▶ **Work task**: Without the images, set down each entry exactly.

▶ **Supplied data**:
· · ·
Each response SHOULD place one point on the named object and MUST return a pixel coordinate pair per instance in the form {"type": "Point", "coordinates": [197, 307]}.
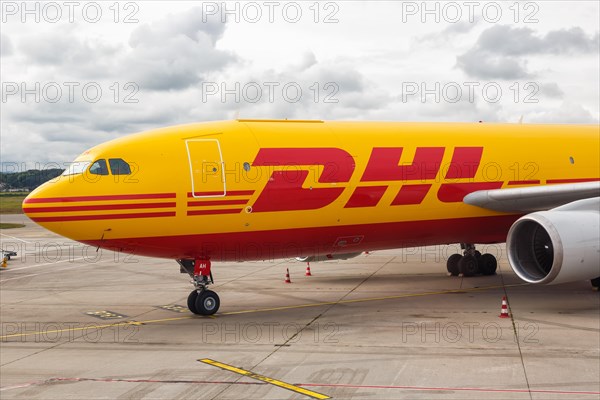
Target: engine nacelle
{"type": "Point", "coordinates": [557, 246]}
{"type": "Point", "coordinates": [328, 257]}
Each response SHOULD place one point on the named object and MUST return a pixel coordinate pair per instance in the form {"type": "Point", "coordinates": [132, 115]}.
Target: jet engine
{"type": "Point", "coordinates": [557, 246]}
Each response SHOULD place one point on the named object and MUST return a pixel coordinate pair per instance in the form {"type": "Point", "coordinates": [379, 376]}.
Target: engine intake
{"type": "Point", "coordinates": [557, 246]}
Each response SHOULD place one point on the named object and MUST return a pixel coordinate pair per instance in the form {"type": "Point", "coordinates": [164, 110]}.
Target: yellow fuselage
{"type": "Point", "coordinates": [243, 190]}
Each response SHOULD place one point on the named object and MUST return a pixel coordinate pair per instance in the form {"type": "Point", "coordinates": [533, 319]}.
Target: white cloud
{"type": "Point", "coordinates": [361, 62]}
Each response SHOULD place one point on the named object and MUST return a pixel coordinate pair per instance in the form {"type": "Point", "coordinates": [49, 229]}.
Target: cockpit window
{"type": "Point", "coordinates": [119, 167]}
{"type": "Point", "coordinates": [99, 168]}
{"type": "Point", "coordinates": [77, 167]}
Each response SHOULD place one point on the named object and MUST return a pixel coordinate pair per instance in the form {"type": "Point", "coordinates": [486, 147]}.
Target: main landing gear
{"type": "Point", "coordinates": [472, 262]}
{"type": "Point", "coordinates": [201, 301]}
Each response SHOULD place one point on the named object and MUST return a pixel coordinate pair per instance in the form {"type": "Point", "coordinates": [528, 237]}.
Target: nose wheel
{"type": "Point", "coordinates": [205, 302]}
{"type": "Point", "coordinates": [201, 301]}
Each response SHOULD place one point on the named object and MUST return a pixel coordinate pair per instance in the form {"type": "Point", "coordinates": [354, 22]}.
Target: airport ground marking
{"type": "Point", "coordinates": [443, 389]}
{"type": "Point", "coordinates": [332, 385]}
{"type": "Point", "coordinates": [258, 310]}
{"type": "Point", "coordinates": [392, 297]}
{"type": "Point", "coordinates": [266, 379]}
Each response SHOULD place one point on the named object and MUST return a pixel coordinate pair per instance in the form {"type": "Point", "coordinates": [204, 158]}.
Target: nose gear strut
{"type": "Point", "coordinates": [201, 301]}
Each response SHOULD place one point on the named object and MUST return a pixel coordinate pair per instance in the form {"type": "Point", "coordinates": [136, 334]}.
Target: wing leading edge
{"type": "Point", "coordinates": [530, 199]}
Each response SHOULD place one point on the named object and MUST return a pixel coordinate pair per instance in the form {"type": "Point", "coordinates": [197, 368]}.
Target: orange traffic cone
{"type": "Point", "coordinates": [504, 311]}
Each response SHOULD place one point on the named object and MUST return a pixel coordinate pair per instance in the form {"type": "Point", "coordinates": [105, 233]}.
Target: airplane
{"type": "Point", "coordinates": [245, 189]}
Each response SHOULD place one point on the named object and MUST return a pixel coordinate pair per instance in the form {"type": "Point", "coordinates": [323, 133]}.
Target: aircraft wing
{"type": "Point", "coordinates": [530, 199]}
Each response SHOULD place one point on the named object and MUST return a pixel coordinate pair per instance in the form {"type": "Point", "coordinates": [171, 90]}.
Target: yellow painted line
{"type": "Point", "coordinates": [158, 321]}
{"type": "Point", "coordinates": [266, 379]}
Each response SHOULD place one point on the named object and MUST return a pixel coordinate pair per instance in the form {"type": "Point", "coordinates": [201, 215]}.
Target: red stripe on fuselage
{"type": "Point", "coordinates": [531, 182]}
{"type": "Point", "coordinates": [284, 243]}
{"type": "Point", "coordinates": [101, 217]}
{"type": "Point", "coordinates": [31, 210]}
{"type": "Point", "coordinates": [215, 212]}
{"type": "Point", "coordinates": [551, 181]}
{"type": "Point", "coordinates": [229, 193]}
{"type": "Point", "coordinates": [101, 198]}
{"type": "Point", "coordinates": [216, 203]}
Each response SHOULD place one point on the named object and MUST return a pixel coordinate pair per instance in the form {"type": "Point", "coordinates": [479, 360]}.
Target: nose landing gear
{"type": "Point", "coordinates": [472, 262]}
{"type": "Point", "coordinates": [201, 301]}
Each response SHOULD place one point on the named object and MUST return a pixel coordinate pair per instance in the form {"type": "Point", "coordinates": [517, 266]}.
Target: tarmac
{"type": "Point", "coordinates": [82, 323]}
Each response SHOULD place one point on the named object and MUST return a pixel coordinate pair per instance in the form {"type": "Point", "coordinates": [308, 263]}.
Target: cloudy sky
{"type": "Point", "coordinates": [80, 73]}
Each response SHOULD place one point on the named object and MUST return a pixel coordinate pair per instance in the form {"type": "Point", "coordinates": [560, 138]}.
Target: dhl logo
{"type": "Point", "coordinates": [285, 192]}
{"type": "Point", "coordinates": [286, 188]}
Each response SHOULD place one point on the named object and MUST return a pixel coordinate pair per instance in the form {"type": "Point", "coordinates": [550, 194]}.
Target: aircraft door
{"type": "Point", "coordinates": [207, 168]}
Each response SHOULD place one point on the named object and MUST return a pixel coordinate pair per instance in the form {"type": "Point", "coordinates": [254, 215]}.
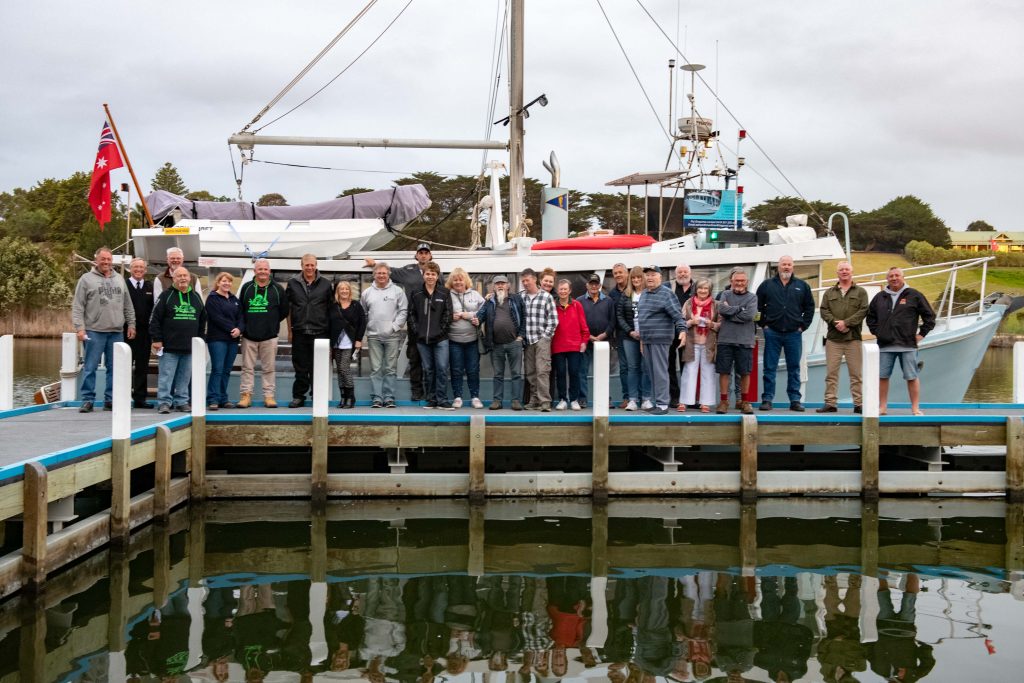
· · ·
▶ **Response for this exercise**:
Each response SHOULD place one point on the named object and MUST return a pixel coordinate pair per instance in the form {"type": "Point", "coordinates": [197, 307]}.
Target: engine nacelle
{"type": "Point", "coordinates": [557, 246]}
{"type": "Point", "coordinates": [328, 257]}
Each response SHOULD place one point on the named object and MUST return a pixel coordinate pair per instance in the form {"type": "Point", "coordinates": [132, 115]}.
Target: jet engine
{"type": "Point", "coordinates": [557, 246]}
Each response SHOULD place one point on the named object and MUST return a pixel coordinate pair per instance in the form {"type": "Point", "coordinates": [379, 376]}.
Target: engine intake
{"type": "Point", "coordinates": [557, 246]}
Each response SHOULD place one point on the named object and MUST return a pixel coordinate pair per instance in the form {"type": "Point", "coordinates": [164, 110]}.
Target: yellow fuselage
{"type": "Point", "coordinates": [243, 190]}
Each response SHOULD place one point on the named object and MUST return a pixel coordinate pair per instance in the form {"type": "Point", "coordinates": [533, 319]}.
Target: white cloud
{"type": "Point", "coordinates": [361, 62]}
Each response SHOULD place one point on the named object and MUST return a pixel coordinate pair per instance in the form {"type": "Point", "coordinates": [49, 229]}.
Target: cockpit window
{"type": "Point", "coordinates": [119, 167]}
{"type": "Point", "coordinates": [99, 168]}
{"type": "Point", "coordinates": [77, 167]}
Each response SHOULD place one point on the named object and MUST return a pixel coordinate pair per instance in the form {"type": "Point", "coordinates": [486, 147]}.
Target: main landing gear
{"type": "Point", "coordinates": [472, 262]}
{"type": "Point", "coordinates": [201, 301]}
Each response SHOULD place one point on the named object and MUST return a pixel coordinate pair per instance in the form {"type": "Point", "coordinates": [528, 237]}.
Target: nose wheel
{"type": "Point", "coordinates": [205, 302]}
{"type": "Point", "coordinates": [201, 301]}
Each response SHOULD place one point on the named object and MUST return a pixel coordinate pair per instance in the form {"type": "Point", "coordinates": [354, 22]}.
Target: airport ground marking
{"type": "Point", "coordinates": [443, 389]}
{"type": "Point", "coordinates": [332, 385]}
{"type": "Point", "coordinates": [258, 310]}
{"type": "Point", "coordinates": [392, 297]}
{"type": "Point", "coordinates": [266, 379]}
Each response SHOULD place one point on the named object and MUST return a pixel coordinate pair per instance in the form {"type": "Point", "coordinates": [204, 158]}.
Target: nose gear strut
{"type": "Point", "coordinates": [201, 301]}
Each response SHOULD place one point on the named object and MUST return a pixel coordinate pair per instance in the form {"type": "Point", "coordinates": [136, 334]}.
Target: wing leading edge
{"type": "Point", "coordinates": [530, 199]}
Each response SHOULD place one point on the named object and MUST return a pixel coordinate pair per instance in the form {"type": "Point", "coordinates": [197, 368]}.
Target: orange traffic cone
{"type": "Point", "coordinates": [504, 311]}
Each response SHOULD place one point on the named object and MUST return a pixel coordinate pair per instance in the form {"type": "Point", "coordinates": [105, 233]}.
Target: airplane
{"type": "Point", "coordinates": [245, 189]}
Each response SHOULD place one point on the named object and MUST return a pixel coordinate pair per instance in the form {"type": "Point", "coordinates": [323, 133]}.
Target: aircraft wing
{"type": "Point", "coordinates": [530, 199]}
Each response SHOULD place one point on the named object and MUST return a pixel coordinate pair per instance in the form {"type": "Point", "coordinates": [171, 90]}.
Target: yellow painted line
{"type": "Point", "coordinates": [158, 321]}
{"type": "Point", "coordinates": [266, 379]}
Each response SHOULD place one point on the named object and MUST return a pixel coordinate pair per instance in the form {"type": "Point", "coordinates": [201, 215]}.
Target: red stripe on fuselage
{"type": "Point", "coordinates": [531, 182]}
{"type": "Point", "coordinates": [284, 243]}
{"type": "Point", "coordinates": [101, 217]}
{"type": "Point", "coordinates": [31, 210]}
{"type": "Point", "coordinates": [215, 212]}
{"type": "Point", "coordinates": [551, 181]}
{"type": "Point", "coordinates": [229, 193]}
{"type": "Point", "coordinates": [101, 198]}
{"type": "Point", "coordinates": [216, 203]}
Each response SHOULD place one point on the named object and MUST return a pixel coordinate pair per instance in the form {"type": "Point", "coordinates": [479, 360]}.
Target: nose landing gear
{"type": "Point", "coordinates": [472, 262]}
{"type": "Point", "coordinates": [201, 301]}
Each response SHOULD place one point on the named object and MUST return a pixel coordinate pair per instance in the form {"type": "Point", "coordinates": [517, 266]}.
Target: tarmac
{"type": "Point", "coordinates": [82, 323]}
Each response SHOULD place one point on the named object and MUST return a pixel coordinate pair per instance in the form {"type": "Point", "coordinates": [308, 263]}.
Target: cloudy sky
{"type": "Point", "coordinates": [80, 73]}
Each response SHOULD place one point on the named object and MUST return a pixel coordinate pair per instance in the form {"type": "Point", "coordinates": [560, 138]}.
Target: dhl logo
{"type": "Point", "coordinates": [285, 192]}
{"type": "Point", "coordinates": [286, 188]}
Each response SHOULD place one point on the named object and MUST return a pixel coordinate pair per instance in the form {"type": "Point", "coordinates": [550, 194]}.
Target: aircraft door
{"type": "Point", "coordinates": [207, 168]}
Each response SHOULD place one point on the named object and MUST return a pixel coordinate pair per instance in the form {"type": "Point", "coordinates": [254, 215]}.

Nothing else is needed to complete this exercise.